■ **Aim of the task**: Every record has to be written out exactly, with no line missing.

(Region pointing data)
....................

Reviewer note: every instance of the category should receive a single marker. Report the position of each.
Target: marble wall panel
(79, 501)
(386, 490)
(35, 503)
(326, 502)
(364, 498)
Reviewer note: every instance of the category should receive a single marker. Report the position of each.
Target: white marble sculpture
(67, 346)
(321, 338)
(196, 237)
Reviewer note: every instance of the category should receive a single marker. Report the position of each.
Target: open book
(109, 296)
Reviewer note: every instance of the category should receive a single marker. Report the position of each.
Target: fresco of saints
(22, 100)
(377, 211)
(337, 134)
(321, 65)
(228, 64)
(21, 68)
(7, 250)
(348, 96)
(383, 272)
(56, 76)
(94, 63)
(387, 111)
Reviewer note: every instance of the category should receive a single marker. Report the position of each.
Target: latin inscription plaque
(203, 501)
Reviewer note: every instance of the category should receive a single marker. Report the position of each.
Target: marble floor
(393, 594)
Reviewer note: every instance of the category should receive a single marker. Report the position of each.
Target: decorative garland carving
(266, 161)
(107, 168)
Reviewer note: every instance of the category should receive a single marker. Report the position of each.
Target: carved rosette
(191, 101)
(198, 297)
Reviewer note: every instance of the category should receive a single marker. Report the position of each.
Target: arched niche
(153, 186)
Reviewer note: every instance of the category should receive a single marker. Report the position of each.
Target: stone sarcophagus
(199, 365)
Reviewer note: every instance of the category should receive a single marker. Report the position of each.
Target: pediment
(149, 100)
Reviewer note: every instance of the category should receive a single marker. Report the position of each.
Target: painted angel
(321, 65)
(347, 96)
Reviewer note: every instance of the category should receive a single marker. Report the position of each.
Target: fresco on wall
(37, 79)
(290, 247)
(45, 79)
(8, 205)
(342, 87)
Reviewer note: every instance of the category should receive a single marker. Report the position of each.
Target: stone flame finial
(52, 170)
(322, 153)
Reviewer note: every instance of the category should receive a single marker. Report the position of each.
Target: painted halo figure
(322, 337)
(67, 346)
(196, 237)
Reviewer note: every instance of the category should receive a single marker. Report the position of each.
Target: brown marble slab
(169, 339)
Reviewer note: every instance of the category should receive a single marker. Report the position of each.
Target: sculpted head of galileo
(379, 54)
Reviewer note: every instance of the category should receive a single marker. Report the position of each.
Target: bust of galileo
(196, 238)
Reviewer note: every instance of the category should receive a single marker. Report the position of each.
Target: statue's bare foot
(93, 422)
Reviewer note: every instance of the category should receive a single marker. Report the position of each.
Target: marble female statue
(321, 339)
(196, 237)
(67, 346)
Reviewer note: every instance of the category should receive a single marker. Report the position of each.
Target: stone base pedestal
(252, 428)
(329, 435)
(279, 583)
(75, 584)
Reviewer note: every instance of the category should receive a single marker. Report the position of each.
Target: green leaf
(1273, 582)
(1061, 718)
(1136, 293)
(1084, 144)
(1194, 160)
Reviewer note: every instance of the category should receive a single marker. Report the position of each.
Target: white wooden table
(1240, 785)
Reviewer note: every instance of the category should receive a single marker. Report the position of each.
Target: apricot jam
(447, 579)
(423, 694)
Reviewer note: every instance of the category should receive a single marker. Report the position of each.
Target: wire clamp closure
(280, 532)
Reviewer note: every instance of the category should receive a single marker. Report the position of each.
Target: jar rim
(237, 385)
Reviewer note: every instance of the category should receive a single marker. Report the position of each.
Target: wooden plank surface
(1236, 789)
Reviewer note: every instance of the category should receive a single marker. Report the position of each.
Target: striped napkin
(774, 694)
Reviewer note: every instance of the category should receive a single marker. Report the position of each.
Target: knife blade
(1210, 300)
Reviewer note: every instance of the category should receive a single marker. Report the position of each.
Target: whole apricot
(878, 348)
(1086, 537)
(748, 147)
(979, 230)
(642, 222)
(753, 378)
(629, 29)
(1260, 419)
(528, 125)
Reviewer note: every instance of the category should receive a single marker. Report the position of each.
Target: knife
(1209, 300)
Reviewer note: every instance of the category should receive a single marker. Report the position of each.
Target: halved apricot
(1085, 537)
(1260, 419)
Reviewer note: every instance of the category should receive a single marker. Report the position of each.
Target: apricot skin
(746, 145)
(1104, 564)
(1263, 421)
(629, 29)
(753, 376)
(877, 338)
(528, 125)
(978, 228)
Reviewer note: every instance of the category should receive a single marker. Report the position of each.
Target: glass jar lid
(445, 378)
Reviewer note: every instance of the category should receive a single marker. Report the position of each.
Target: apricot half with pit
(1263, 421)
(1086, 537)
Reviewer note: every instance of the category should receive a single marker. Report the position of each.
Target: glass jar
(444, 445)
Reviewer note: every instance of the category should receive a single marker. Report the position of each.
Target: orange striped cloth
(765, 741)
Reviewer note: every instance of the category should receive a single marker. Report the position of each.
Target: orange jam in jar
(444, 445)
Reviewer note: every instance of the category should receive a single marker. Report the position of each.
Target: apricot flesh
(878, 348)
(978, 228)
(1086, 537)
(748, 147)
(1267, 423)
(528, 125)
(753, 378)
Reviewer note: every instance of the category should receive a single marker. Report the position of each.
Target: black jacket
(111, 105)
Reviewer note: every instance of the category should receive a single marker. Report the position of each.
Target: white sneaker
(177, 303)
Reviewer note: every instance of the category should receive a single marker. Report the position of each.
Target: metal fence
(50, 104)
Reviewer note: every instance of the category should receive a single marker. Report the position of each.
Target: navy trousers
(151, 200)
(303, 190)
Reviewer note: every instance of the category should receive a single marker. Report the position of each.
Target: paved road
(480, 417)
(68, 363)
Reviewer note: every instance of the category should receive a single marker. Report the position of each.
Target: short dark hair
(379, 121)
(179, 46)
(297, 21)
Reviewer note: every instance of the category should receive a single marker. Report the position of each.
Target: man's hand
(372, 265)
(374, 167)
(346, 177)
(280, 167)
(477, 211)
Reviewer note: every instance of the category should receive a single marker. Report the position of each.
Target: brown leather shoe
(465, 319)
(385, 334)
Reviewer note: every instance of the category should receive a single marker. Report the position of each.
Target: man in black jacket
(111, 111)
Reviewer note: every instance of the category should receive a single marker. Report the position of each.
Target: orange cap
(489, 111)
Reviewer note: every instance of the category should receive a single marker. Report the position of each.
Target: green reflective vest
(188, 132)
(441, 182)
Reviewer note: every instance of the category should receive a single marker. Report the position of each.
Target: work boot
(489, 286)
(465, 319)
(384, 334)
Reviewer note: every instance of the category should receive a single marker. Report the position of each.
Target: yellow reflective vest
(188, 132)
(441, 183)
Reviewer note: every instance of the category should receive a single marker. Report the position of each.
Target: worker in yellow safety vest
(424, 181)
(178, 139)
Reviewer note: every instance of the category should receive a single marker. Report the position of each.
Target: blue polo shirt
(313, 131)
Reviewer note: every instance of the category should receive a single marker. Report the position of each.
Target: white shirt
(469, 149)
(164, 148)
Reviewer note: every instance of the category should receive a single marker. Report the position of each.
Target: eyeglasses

....................

■ **Written solution**:
Reviewer note: every instance of the category should receive a single marker. Report the position of each.
Target: marble wall panel
(79, 501)
(386, 490)
(35, 503)
(326, 502)
(364, 498)
Reviewer note: every instance of the category should receive a single marker. Report the position of each.
Target: white marble sculpture
(67, 346)
(321, 338)
(196, 237)
Reviewer note: every instance of the category should receive a single marker. Report the position of each.
Target: open book
(109, 296)
Reviewer note: every instance of the category should receive a single marker. Report the position of each.
Target: fresco of saints
(22, 100)
(377, 211)
(337, 134)
(321, 65)
(228, 64)
(21, 68)
(7, 250)
(348, 96)
(383, 272)
(56, 76)
(94, 63)
(387, 111)
Reviewer note: every instance of the category should receive a single marker. Report the position of each.
Target: latin inscription plaque
(203, 501)
Reviewer note: every instance of the category should receive a single marker. Report the position of each.
Target: marble floor
(393, 594)
Reviewer note: every instance of the category should receive a single marker. Report the position of each.
Target: decorative garland carving
(266, 161)
(107, 168)
Reviewer note: every instance of the category should receive a single marker. Report the position of each.
Target: carved rosette
(191, 101)
(198, 297)
Reviewer note: every instance of the category should receive a single marker. Report the position of each.
Target: arched niche
(153, 186)
Reviewer note: every instance of the category should receive a single marker. Report the position of each.
Target: stone sarcophagus
(199, 365)
Reviewer note: every instance of the category should receive a single marker. Report the position of each.
Target: pediment
(149, 100)
Reviewer note: every instance of the category should receive a single marker. Report the position of each.
Target: painted angel
(321, 65)
(347, 96)
Reviewer note: every instance of the category should receive a single marker. Report the position of each.
Target: fresco on wall
(37, 79)
(290, 247)
(45, 79)
(8, 205)
(342, 87)
Reviewer note: every instance of the category should receive a single marker. Report the position of each.
Target: stone flame finial
(52, 170)
(322, 153)
Reviewer note: every instance of the category should receive a single marker. Report the position of each.
Target: painted halo figure
(322, 337)
(67, 346)
(196, 237)
Reviewer note: every instance of the category should receive a single marker. Report the position of each.
Target: brown marble slab
(169, 339)
Reviewer note: every instance of the category should receive a single marker. Report the position of each.
Target: sculpted head of galileo
(379, 54)
Reviewer note: every instance of the category should receive a single marker. Report the position of each.
Target: bust of galileo
(196, 238)
Reviewer note: every instance of the category should receive a single marker. Report the position of each.
Target: statue's bare foot
(93, 422)
Reviewer note: every instance of the category should receive a single marker. Report the position of each.
Target: marble female statue
(321, 339)
(196, 237)
(67, 346)
Reviewer note: every instance of the category should receive a single marker. Report the position of each.
Target: stone base pedestal
(252, 428)
(329, 435)
(279, 583)
(75, 584)
Reviewer note: every instance of the category should receive a single marker. Report the position of each.
Target: green leaf
(1273, 582)
(1061, 718)
(1136, 293)
(1084, 144)
(1194, 160)
Reviewer note: every instance of the category should receive a single marker. Report the position of each.
Target: white wooden table
(1240, 785)
Reviewer note: every instance of the category should receive a single marker. Report the position of each.
Target: apricot jam
(447, 579)
(423, 694)
Reviewer note: every instance of the category should receive a single marker. Report the position of each.
Target: wire clamp closure
(280, 532)
Reviewer note: every instance of the category should receive a single marker. Report the position of each.
Target: jar rim
(237, 385)
Reviewer note: every instance of the category should receive a single marker. Report the position of each.
Target: wooden plank surface
(1236, 789)
Reviewer note: every instance of the category should receive a single marker. Report the position of each.
Target: striped napkin
(774, 694)
Reviewer note: every instance of the category should receive a single marker. Report the position of each.
Target: knife blade
(1210, 300)
Reviewer note: every instance of the category should receive a single marker. Report the position of each.
Target: whole apricot
(878, 348)
(1086, 537)
(748, 147)
(979, 230)
(642, 222)
(753, 378)
(629, 29)
(1260, 419)
(528, 125)
Reviewer note: every instance of the category should receive a single marker. Report the position of each.
Target: knife
(1209, 300)
Reviewer note: every instance of the category should receive a single marker. Report the position of each.
Target: halved apricot
(1085, 537)
(1260, 419)
Reviewer note: every instance of the category should receive a single marker. Report the position of each.
Target: apricot skin
(746, 145)
(1104, 564)
(1263, 421)
(629, 29)
(753, 376)
(877, 338)
(528, 125)
(978, 228)
Reviewer note: every instance of the category should receive a single marker. Report the position of each.
Target: glass jar lid
(445, 378)
Reviewer note: every instance of the category should receive a single marker. Report the position of each.
Target: apricot half with pit
(1263, 421)
(1086, 537)
Reviewer note: every instance of the category should receive a single marker. Report the position of each.
Target: glass jar
(444, 445)
Reviewer note: every instance of the category should receive a single marker. Report the position of each.
Target: orange striped cloth
(765, 741)
Reviewer note: every instance of the category should receive a single marker. Report the position of each.
Target: orange jam in jar
(444, 445)
Reviewer note: every instance of the category should receive a single marker. Report the position of each.
Target: apricot flesh
(878, 348)
(978, 228)
(1086, 537)
(748, 147)
(1267, 423)
(528, 125)
(753, 378)
Reviewer note: every instance of the category should receive a single marker. Report the position of each.
Target: black jacket
(111, 105)
Reviewer note: every instance of the category should receive a single marker. Report the position of each.
Target: white sneaker
(177, 303)
Reviewer note: every instance of the category should receive a single marker. Report the position of each.
Target: metal fence
(50, 104)
Reviewer note: every instance of the category should receive a single marker. Report the position of each.
Target: navy trousers
(151, 200)
(303, 190)
Reviewer note: every instance of the category should receive a single marker. Report the position of each.
Target: paved road
(480, 417)
(68, 363)
Reviewer note: every instance of the category should receive a single marker. Report the position of each.
Target: short dark hair
(379, 121)
(179, 46)
(297, 21)
Reviewer note: every instance of the category should receive a single marker. Report the position of each.
Target: man's hand
(372, 265)
(374, 167)
(346, 177)
(280, 167)
(477, 211)
Reviewer note: every instance of the category should receive a single marker. Report the position of each.
Target: brown leather shoe
(465, 319)
(385, 334)
Reviewer note: every instance of the category should receive a single marker. Report the position of each.
Target: man in black jacket
(111, 111)
Reviewer note: every instance of the category should receive a single marker. Report the position of each.
Target: orange cap
(489, 111)
Reviewer note: every instance of the category should receive a single marker. Report the position of each.
Target: green reflective vest
(188, 132)
(441, 182)
Reviewer note: every instance of the category should receive a single marker. Report the position of each.
Target: work boot
(489, 286)
(465, 319)
(384, 334)
Reviewer note: every instance of the category should receive a single marker. Report the position of each.
Target: yellow reflective vest
(188, 132)
(441, 183)
Reviewer note: every instance of the category should receive a single marker. Report the position of each.
Target: worker in yellow safety vest
(424, 181)
(178, 139)
Reviewer note: every instance of the category should receive a single marker. Report the position of each.
Target: blue polo shirt
(313, 131)
Reviewer note: every instance of the category should receive a single marker. Report the position of each.
Target: white shirt
(469, 149)
(164, 148)
Reviewer note: every instance of the category should receive a single marker. Report the position of each.
Target: eyeglasses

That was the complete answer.